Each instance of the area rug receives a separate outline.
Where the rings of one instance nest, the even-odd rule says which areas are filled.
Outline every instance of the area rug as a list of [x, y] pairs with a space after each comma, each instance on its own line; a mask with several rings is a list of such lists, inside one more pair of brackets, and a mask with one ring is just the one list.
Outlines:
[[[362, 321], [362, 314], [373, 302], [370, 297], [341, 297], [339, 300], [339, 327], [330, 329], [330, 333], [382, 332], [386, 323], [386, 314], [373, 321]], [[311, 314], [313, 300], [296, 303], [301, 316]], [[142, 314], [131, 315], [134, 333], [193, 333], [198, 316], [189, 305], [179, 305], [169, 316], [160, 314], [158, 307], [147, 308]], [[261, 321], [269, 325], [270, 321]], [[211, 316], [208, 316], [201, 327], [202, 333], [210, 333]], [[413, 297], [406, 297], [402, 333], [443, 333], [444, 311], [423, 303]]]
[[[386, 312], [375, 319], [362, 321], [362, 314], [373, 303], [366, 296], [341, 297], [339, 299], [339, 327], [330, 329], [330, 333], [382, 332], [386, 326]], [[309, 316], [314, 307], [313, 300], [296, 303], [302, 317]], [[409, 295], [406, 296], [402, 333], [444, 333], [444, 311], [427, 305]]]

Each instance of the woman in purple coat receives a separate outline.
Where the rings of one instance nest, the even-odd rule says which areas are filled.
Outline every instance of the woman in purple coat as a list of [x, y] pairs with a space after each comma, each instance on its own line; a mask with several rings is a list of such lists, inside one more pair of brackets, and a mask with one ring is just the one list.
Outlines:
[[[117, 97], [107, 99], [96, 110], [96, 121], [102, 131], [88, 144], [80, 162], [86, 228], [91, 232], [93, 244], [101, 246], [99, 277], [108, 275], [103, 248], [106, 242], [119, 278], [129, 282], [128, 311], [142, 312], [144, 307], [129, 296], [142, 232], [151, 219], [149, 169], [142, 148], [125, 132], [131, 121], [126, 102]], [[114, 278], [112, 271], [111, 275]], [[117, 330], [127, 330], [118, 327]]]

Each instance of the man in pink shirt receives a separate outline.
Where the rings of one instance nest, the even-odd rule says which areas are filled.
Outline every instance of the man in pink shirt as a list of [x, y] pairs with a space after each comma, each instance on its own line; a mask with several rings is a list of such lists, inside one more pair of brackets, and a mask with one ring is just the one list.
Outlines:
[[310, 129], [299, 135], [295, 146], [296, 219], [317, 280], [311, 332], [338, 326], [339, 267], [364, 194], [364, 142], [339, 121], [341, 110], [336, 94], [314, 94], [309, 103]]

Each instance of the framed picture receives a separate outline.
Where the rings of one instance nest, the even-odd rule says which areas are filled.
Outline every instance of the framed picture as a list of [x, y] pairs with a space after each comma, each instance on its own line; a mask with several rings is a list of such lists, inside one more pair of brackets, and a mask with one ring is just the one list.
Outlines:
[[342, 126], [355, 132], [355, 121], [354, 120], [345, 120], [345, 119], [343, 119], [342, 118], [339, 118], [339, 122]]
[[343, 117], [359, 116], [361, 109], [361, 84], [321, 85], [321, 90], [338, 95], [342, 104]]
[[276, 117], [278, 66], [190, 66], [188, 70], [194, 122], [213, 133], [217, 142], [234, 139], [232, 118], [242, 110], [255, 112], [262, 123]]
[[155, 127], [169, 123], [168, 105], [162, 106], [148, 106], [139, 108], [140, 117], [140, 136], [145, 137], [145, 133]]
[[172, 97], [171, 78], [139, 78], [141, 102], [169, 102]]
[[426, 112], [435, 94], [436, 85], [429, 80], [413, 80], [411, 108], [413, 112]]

— SET PROBLEM —
Rewrite the data from the line containing "Each instance of the framed" through the line containing "[[172, 97], [171, 78], [139, 78], [141, 102], [169, 102]]", changing "framed picture" to "wall hanging" and keeping everything else the same.

— EXERCISE OUTPUT —
Each instance of the wall hanging receives a separate outline.
Where the rings of one instance nest, the even-odd rule says which areas are filled.
Outline every instance of the wall hanging as a list of [x, y] pairs with a space after each comma, each instance on its own line; a mask with several rings is a list of such lists, inside one more pair of brackets, and a mask with one ring is just the one list.
Outlines:
[[342, 126], [355, 132], [355, 121], [354, 120], [345, 120], [345, 119], [343, 119], [342, 118], [339, 118], [339, 122]]
[[343, 117], [359, 116], [361, 109], [361, 84], [321, 85], [321, 90], [338, 95], [342, 104]]
[[276, 117], [278, 66], [190, 66], [188, 70], [194, 122], [213, 133], [217, 142], [234, 139], [232, 118], [242, 110], [255, 112], [262, 123]]
[[155, 127], [169, 123], [168, 105], [162, 106], [148, 106], [139, 108], [140, 117], [140, 136], [145, 137], [145, 133]]
[[172, 97], [171, 78], [139, 78], [141, 102], [169, 102]]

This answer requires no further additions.